_Supplied passage_:
Funding for the Biological and Environmental Research (BER) program in the DOE Office of Science is in serious jeopardy if the recently proposed McClintock Amendments (#304 and #305) to H.R. 1, proposed by House Republicans on February 11, come to pass. H.R. 1 cuts the DOE Office of Science funding by $886 million from its FY10 funding level and caps funding for the BER program at $302 million (roughly half of the $604 million appropriated for BER in FY10). Therefore, about $302 million of the $886 million cut from FY10 funding levels for the Office of Science must come from BER. This will half the BER budget, crippling the program having an undoubted effect on the research BER supports related to bioenergy and bio-based chemicals, the bioremediation of contaminated soil and water, and research to improve our understanding of the climate system.

_Assigned task 1_: Sum up the passage on BER funding in two sentences.
_Assigned task 2_: Put this sentence from the passage on BER funding into Spanish: "Therefore, about $302 million of the $886 million cut from FY10 funding levels for the Office of Science must come from BER."
_Assigned task 3_: Pick up the passage on BER funding where it stops and keep writing.

_Dataset records_:
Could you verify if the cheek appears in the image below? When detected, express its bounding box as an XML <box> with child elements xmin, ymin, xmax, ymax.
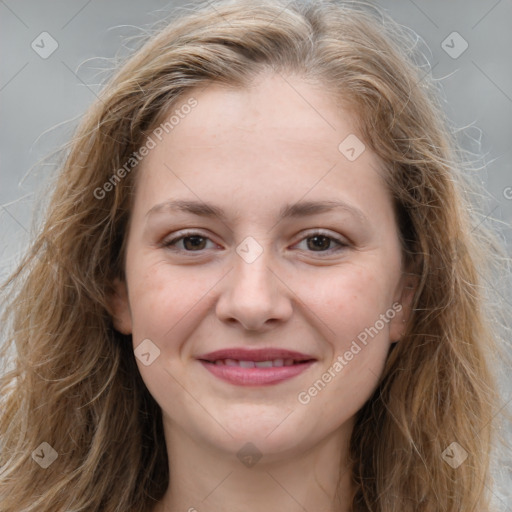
<box><xmin>300</xmin><ymin>263</ymin><xmax>391</xmax><ymax>350</ymax></box>
<box><xmin>130</xmin><ymin>261</ymin><xmax>219</xmax><ymax>339</ymax></box>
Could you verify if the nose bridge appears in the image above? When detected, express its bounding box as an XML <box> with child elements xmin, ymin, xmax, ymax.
<box><xmin>213</xmin><ymin>237</ymin><xmax>292</xmax><ymax>330</ymax></box>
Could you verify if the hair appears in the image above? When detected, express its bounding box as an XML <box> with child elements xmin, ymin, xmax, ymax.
<box><xmin>0</xmin><ymin>0</ymin><xmax>512</xmax><ymax>512</ymax></box>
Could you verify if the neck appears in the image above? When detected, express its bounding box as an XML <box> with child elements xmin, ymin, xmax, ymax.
<box><xmin>154</xmin><ymin>425</ymin><xmax>352</xmax><ymax>512</ymax></box>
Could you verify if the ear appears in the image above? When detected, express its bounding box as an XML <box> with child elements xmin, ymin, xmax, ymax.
<box><xmin>389</xmin><ymin>273</ymin><xmax>418</xmax><ymax>343</ymax></box>
<box><xmin>108</xmin><ymin>278</ymin><xmax>132</xmax><ymax>334</ymax></box>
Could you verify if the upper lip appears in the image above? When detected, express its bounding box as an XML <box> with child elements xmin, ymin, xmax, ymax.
<box><xmin>197</xmin><ymin>348</ymin><xmax>315</xmax><ymax>362</ymax></box>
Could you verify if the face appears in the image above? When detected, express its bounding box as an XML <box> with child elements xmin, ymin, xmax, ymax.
<box><xmin>112</xmin><ymin>75</ymin><xmax>407</xmax><ymax>455</ymax></box>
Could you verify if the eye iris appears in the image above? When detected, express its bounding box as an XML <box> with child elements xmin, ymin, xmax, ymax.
<box><xmin>183</xmin><ymin>235</ymin><xmax>206</xmax><ymax>250</ymax></box>
<box><xmin>308</xmin><ymin>235</ymin><xmax>331</xmax><ymax>250</ymax></box>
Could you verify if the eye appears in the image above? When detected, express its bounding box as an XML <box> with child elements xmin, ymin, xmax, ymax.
<box><xmin>162</xmin><ymin>231</ymin><xmax>213</xmax><ymax>252</ymax></box>
<box><xmin>296</xmin><ymin>231</ymin><xmax>349</xmax><ymax>253</ymax></box>
<box><xmin>162</xmin><ymin>231</ymin><xmax>349</xmax><ymax>253</ymax></box>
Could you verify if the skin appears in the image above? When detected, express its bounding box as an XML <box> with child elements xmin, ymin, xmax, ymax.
<box><xmin>112</xmin><ymin>74</ymin><xmax>412</xmax><ymax>512</ymax></box>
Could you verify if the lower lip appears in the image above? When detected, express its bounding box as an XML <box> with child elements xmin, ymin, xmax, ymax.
<box><xmin>200</xmin><ymin>361</ymin><xmax>315</xmax><ymax>386</ymax></box>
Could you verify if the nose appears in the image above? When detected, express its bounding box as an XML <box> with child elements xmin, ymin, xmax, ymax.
<box><xmin>216</xmin><ymin>244</ymin><xmax>293</xmax><ymax>331</ymax></box>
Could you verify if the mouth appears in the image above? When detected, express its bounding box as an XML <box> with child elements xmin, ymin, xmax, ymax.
<box><xmin>197</xmin><ymin>349</ymin><xmax>316</xmax><ymax>386</ymax></box>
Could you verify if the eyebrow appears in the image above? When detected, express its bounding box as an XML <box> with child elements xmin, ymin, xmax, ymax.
<box><xmin>146</xmin><ymin>199</ymin><xmax>368</xmax><ymax>223</ymax></box>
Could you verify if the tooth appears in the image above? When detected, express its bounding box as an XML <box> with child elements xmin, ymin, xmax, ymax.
<box><xmin>255</xmin><ymin>361</ymin><xmax>272</xmax><ymax>368</ymax></box>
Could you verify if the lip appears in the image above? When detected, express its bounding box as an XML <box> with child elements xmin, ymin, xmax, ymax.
<box><xmin>197</xmin><ymin>349</ymin><xmax>316</xmax><ymax>386</ymax></box>
<box><xmin>197</xmin><ymin>348</ymin><xmax>315</xmax><ymax>362</ymax></box>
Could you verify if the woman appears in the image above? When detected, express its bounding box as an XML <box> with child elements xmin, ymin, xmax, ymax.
<box><xmin>0</xmin><ymin>1</ymin><xmax>508</xmax><ymax>512</ymax></box>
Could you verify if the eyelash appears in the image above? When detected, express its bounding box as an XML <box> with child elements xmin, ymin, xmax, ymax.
<box><xmin>162</xmin><ymin>230</ymin><xmax>349</xmax><ymax>254</ymax></box>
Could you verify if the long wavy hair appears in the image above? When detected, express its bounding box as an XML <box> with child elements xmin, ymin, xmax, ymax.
<box><xmin>0</xmin><ymin>0</ymin><xmax>510</xmax><ymax>512</ymax></box>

_Answer box 1_: Funding for the Biological and Environmental Research (BER) program in the DOE Office of Science is in serious jeopardy under H.R. 1 and the proposed McClintock Amendments (#304 and #305). H.R. 1 cuts Office of Science funding by $886 million from its FY10 level and caps BER at $302 million, about half its $604 million FY10 appropriation, which would cripple BER-supported research on bioenergy and bio-based chemicals, bioremediation of contaminated soil and water, and the climate system.

_Answer box 2_: Por lo tanto, alrededor de 302 millones de dólares de los 886 millones recortados de los niveles de financiación del FY10 para la Oficina de Ciencia deben provenir de BER.

_Answer box 3_:
The BER’s mission is to advance world-class biological and environmental research programs and scientific user facilities to support DOE’s energy, environment, and basic research missions. According to its priorities, the BER program supports research to develop biofuels, understand relationships between climate change and Earth’s ecosystems, assess options for carbon sequestration, predict fate and transport of subsurface contaminants, and develop tools to explore the interface of biological and physical sciences.
Specifically, the McClintock Amendments will eliminate:
- Approximately $184 million in university-based fundamental research and technology development on genome-based systems biology involving plant and microbial systems for bioenergy, carbon cycling, and environmental biogeochemistry as well as basic climate research in the areas of cloud and aerosol science, climate modeling, and soil and terrestrial ecosystem science.
- Basic research concerning the development of cellulosic ethanol and other biofuels by terminating DOE’s 3 Bioenergy Research Centers (BioEnergy Science Center (BESC) at Oak Ridge National Lab, the Joint BioEnergy Institute (JBEI) at Lawrence Berkeley National Lab, and the Great Lakes BioEnergy Research Center (GLBRC) at the University of Wisconsin).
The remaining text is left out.